● **Exercise brief**: All of the lines below are to be transcribed faithfully, with pictures excluded from the copy.

--- Material provided ---

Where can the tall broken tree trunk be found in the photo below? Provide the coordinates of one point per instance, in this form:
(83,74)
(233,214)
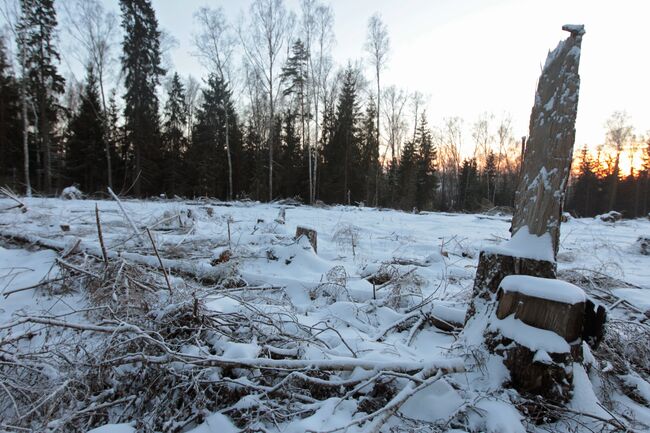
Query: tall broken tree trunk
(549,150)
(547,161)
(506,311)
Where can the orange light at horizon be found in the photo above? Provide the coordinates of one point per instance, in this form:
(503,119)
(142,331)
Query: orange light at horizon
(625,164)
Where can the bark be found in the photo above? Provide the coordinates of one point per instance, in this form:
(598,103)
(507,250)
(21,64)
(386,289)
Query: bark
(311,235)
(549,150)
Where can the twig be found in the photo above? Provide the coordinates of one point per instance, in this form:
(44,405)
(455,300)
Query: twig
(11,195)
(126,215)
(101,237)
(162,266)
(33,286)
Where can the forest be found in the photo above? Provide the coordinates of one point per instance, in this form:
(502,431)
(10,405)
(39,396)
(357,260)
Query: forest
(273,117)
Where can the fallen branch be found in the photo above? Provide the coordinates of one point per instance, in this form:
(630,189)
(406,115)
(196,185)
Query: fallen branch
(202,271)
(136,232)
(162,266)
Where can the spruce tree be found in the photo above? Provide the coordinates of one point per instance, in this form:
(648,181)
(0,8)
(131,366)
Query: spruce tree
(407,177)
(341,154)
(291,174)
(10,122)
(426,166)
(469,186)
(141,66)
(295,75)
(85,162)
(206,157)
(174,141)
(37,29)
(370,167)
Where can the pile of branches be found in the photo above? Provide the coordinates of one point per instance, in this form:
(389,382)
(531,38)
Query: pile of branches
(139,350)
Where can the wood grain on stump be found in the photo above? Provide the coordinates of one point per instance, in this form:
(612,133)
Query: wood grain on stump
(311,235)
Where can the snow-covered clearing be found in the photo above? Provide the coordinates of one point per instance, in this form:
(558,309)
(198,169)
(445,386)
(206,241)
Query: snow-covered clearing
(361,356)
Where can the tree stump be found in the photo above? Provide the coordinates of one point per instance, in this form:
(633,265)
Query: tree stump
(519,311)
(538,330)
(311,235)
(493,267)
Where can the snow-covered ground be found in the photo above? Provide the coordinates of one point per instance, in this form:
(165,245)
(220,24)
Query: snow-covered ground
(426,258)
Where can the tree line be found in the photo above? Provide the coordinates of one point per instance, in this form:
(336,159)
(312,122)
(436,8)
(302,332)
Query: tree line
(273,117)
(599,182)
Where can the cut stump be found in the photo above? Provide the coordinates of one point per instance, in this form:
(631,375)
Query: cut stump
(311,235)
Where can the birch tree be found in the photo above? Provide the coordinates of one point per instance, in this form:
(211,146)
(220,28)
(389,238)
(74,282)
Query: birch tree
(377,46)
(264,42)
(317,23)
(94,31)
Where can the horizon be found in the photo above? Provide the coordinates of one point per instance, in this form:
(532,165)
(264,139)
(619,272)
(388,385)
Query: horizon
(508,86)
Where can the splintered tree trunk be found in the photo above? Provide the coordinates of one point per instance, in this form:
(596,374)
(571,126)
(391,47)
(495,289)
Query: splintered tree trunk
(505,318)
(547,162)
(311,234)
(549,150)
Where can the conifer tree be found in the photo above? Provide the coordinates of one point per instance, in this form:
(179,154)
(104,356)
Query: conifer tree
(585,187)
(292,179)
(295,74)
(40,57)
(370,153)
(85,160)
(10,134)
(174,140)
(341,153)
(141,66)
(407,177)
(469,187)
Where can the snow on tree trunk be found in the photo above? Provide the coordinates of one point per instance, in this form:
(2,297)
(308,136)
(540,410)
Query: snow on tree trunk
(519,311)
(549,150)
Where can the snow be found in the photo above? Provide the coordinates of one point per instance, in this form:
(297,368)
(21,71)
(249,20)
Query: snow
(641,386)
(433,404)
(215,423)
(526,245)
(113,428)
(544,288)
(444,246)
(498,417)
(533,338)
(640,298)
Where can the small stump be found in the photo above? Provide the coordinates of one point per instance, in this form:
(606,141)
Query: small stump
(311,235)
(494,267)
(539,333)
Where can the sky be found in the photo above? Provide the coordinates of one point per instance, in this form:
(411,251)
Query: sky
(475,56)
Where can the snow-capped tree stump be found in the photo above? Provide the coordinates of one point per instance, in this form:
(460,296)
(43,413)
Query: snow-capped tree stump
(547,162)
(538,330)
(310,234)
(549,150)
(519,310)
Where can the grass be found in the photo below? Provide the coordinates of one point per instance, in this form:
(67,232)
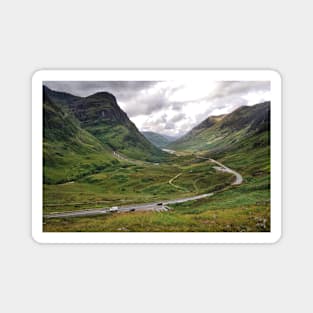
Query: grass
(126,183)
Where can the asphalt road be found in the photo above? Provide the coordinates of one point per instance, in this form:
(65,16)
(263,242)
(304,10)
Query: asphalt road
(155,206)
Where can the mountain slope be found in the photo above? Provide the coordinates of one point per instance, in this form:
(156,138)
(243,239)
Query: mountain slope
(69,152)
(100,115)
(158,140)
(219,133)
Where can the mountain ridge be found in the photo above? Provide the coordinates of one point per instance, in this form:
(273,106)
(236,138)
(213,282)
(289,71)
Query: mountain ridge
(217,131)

---

● **Correct answer**:
Where can the tall broken tree trunk be found in the photo below? Provide the coordinates of one point per instance, in this form:
(83,74)
(233,214)
Query: tall broken tree trunk
(549,150)
(547,161)
(506,311)
Where can the orange light at horizon be found in the photo above? Provide the coordinates of one point per instance, in this form:
(503,119)
(142,331)
Query: orange light at horizon
(625,164)
Where can the bark be found in the photo above? Provide the coordinates of one point per instance, in this form:
(598,103)
(507,250)
(21,64)
(386,289)
Query: bark
(311,235)
(549,150)
Where can the twig be found in the photo above? Provide the coordinates of one point per instance, in this form:
(44,405)
(455,300)
Query: twig
(11,195)
(126,215)
(101,237)
(162,266)
(33,286)
Where can the forest be found in the photo above? Provide the coordinates of one point per instance, in this form:
(502,431)
(10,405)
(39,396)
(357,260)
Query: forest
(273,117)
Where can the fallen branch be found in the photo above? Provide the coordinates of one point per instance, in this form:
(630,189)
(406,115)
(196,185)
Query: fallen branch
(202,271)
(136,232)
(162,266)
Where can the spruce tree be found in the photo above? Provide the coordinates of one point per instance, in this form:
(648,181)
(0,8)
(131,366)
Query: spruce tree
(407,177)
(341,154)
(291,174)
(10,122)
(426,166)
(469,186)
(141,66)
(295,75)
(85,162)
(206,157)
(174,141)
(37,29)
(370,167)
Where can the pile of branches be found in the photo above? Provide the coordinates of one point per instance, in this form:
(389,382)
(531,38)
Query: pile of branches
(139,350)
Where can the wood grain on stump be found in the photo above? Provide the coordinates of one point per instance, in this form:
(612,133)
Query: wood grain on stump
(311,235)
Where can the snow-covered clearing be found in the photo above? Provide the coordinates of one point per instance, in this form:
(558,309)
(198,169)
(445,386)
(206,241)
Query: snow-covered clearing
(361,356)
Where can the tree stump be found in the photo above? Provide the coordinates of one point per instance, in this form:
(633,265)
Query: tree stump
(519,311)
(538,330)
(311,235)
(493,267)
Where can the snow-covered ground be found in the photo above? Provide the coordinates of one point per instance, in this form:
(165,245)
(220,24)
Query: snow-covered ground
(426,258)
Where can the tree line be found in the photo above? Provide the coordinates of one point per instance, in this form:
(336,159)
(312,122)
(436,8)
(302,332)
Query: tree line
(273,117)
(599,182)
Where can the cut stump be found in the photo above? Provide the coordinates of one point per instance, in this form:
(631,375)
Query: cut stump
(311,235)
Where can the birch tree be found in the photo above? Provide the coordinates of one point per instance, in this form:
(211,146)
(220,28)
(389,238)
(74,282)
Query: birch tree
(377,46)
(264,42)
(317,23)
(94,31)
Where can the horizon be found in the photo above? Provide the coordinates of one point per instance, in this form:
(532,165)
(264,139)
(619,272)
(388,385)
Query: horizon
(508,86)
Where can the splintered tree trunk be found in the photo above? Provide the coordinates of one point per instance, in this form:
(596,374)
(571,126)
(391,47)
(495,289)
Query: splintered tree trunk
(505,318)
(547,162)
(311,234)
(549,150)
Where can the conifer tree be found in the photo above? Provide the coordinates of one point per instance, in this form:
(179,154)
(104,356)
Query: conifer tree
(585,187)
(292,179)
(295,74)
(40,57)
(370,153)
(85,160)
(10,134)
(174,140)
(341,153)
(141,66)
(407,177)
(469,187)
Where can the snow on tree trunk be found in the photo above? Provide the coordinates of one point per instance, in this form:
(2,297)
(308,136)
(540,410)
Query: snow on tree trunk
(519,311)
(549,150)
Where can the snow be found in the photo above? Provide the coordinates of one point per instance, in this form:
(297,368)
(21,71)
(249,20)
Query: snow
(641,386)
(433,404)
(215,423)
(526,245)
(113,428)
(544,288)
(444,246)
(498,417)
(533,338)
(640,298)
Where can the small stump be found in the photo above? Provide the coordinates of one point per instance, in this form:
(606,141)
Query: small stump
(311,235)
(494,267)
(539,333)
Where can the sky be found in the photo above? Provide the coordinates of one point per instance, in this form:
(411,251)
Query: sky
(475,56)
Where can the snow-capped tree stump be found in the photo above? Provide the coordinates of one point per instance, in this form:
(460,296)
(43,413)
Query: snow-capped tree stump
(547,162)
(538,330)
(310,234)
(549,150)
(519,310)
Where can the grass be found in the photo below? Provide the coordinates of one point per instance, in this form:
(67,232)
Query: grass
(126,183)
Where can the asphalt road be found in the photo above? Provide the coordinates of one point per instance, in this form:
(65,16)
(263,242)
(304,10)
Query: asphalt road
(155,206)
Where can the mountain slope be found in the photo above? Provide the coordinates of one point per instance, in this form:
(156,138)
(243,239)
Query: mountain slope
(69,152)
(100,115)
(158,140)
(219,133)
Where can the mountain ridge be found in the photo above? Provide the coordinates of one point per instance, in this form:
(273,106)
(236,138)
(213,282)
(289,71)
Query: mountain ridge
(217,131)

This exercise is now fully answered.